Stored data entries:
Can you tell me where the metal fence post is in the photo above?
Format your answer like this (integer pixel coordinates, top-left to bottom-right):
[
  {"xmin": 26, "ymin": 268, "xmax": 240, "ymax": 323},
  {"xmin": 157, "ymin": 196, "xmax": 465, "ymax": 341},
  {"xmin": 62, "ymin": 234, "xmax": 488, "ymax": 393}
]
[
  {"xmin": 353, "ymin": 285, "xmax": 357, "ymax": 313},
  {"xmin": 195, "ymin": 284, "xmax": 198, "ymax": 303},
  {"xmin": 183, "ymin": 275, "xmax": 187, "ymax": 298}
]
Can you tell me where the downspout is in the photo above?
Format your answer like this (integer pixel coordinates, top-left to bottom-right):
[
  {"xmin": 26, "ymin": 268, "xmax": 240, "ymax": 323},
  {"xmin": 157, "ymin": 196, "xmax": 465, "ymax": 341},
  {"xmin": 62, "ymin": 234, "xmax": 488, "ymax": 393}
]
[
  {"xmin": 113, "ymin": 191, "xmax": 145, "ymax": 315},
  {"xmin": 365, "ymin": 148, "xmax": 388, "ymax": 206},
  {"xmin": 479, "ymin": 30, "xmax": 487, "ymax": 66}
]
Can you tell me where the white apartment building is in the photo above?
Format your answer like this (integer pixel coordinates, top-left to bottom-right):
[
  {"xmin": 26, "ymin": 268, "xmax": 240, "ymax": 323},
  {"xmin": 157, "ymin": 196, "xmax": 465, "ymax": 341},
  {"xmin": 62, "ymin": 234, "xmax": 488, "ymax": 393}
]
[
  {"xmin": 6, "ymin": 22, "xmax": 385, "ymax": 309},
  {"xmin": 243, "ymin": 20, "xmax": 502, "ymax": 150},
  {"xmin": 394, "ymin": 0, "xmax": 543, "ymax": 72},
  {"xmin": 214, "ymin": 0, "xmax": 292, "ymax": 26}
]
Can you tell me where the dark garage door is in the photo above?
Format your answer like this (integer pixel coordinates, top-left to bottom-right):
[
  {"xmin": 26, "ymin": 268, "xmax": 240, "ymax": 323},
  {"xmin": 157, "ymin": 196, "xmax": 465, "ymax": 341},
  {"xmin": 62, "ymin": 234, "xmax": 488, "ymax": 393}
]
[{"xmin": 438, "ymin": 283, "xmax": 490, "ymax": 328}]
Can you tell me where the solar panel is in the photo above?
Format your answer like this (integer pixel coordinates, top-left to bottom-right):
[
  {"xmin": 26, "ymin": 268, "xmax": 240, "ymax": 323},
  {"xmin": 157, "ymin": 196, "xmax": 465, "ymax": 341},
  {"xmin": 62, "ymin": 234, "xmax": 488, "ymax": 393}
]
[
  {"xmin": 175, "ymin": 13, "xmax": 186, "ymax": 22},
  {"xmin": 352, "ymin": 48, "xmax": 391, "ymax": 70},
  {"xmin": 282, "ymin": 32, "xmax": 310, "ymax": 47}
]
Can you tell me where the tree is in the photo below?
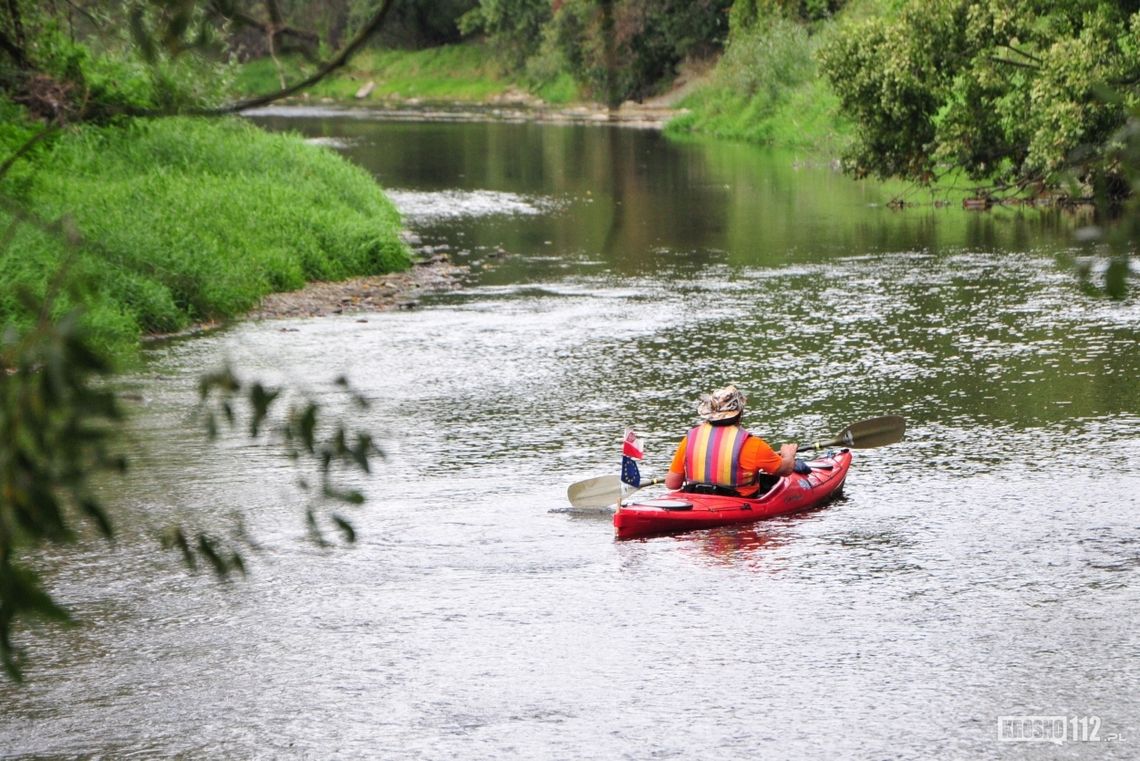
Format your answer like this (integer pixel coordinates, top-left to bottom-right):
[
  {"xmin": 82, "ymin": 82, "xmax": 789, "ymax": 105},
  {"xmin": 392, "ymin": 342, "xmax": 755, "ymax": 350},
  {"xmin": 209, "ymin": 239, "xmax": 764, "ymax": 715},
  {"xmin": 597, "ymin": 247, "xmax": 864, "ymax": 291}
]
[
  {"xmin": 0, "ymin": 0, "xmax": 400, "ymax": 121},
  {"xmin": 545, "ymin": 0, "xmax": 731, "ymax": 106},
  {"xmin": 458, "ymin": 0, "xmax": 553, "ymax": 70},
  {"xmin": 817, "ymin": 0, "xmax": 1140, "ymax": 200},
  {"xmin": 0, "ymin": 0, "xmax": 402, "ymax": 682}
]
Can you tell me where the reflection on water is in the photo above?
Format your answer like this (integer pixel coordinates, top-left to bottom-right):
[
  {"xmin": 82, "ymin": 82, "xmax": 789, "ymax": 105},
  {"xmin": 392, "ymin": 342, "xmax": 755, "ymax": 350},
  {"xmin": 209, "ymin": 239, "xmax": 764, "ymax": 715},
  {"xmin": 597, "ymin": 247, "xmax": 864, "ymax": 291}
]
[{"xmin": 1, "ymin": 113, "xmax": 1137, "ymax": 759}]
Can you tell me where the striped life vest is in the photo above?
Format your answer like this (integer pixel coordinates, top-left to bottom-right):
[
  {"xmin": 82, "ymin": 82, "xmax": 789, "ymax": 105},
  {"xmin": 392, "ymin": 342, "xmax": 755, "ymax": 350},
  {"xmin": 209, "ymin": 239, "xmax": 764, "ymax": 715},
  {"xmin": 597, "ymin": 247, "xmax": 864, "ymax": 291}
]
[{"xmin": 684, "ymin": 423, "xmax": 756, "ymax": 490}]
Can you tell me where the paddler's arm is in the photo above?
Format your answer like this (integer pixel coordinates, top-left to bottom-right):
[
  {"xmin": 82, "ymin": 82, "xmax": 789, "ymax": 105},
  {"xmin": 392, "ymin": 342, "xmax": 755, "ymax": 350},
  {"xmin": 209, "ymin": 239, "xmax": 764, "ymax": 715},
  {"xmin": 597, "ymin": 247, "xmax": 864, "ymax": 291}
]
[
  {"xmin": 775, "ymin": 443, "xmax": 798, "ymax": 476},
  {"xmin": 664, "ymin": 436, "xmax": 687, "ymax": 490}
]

WHAT THE TASK REQUIRES: Filter the records above for "photo" and copy every matching line.

TASK SOLUTION:
Can you tell me where the metal fence post is in the photo above?
Can you tell me where the downspout is in the photo above?
Can you tell me where the white apartment building is in the photo above?
Can you tell me where the dark garage door is in the photo above?
Can you tell me where the solar panel is in the photo above?
Can you tell me where the tree is in the photo below?
Can you tell me where the reflection on water is in the photo above?
Can you tell me where the striped life vest is in the photo above?
Can you tell me where the paddler's arm is in the photo above?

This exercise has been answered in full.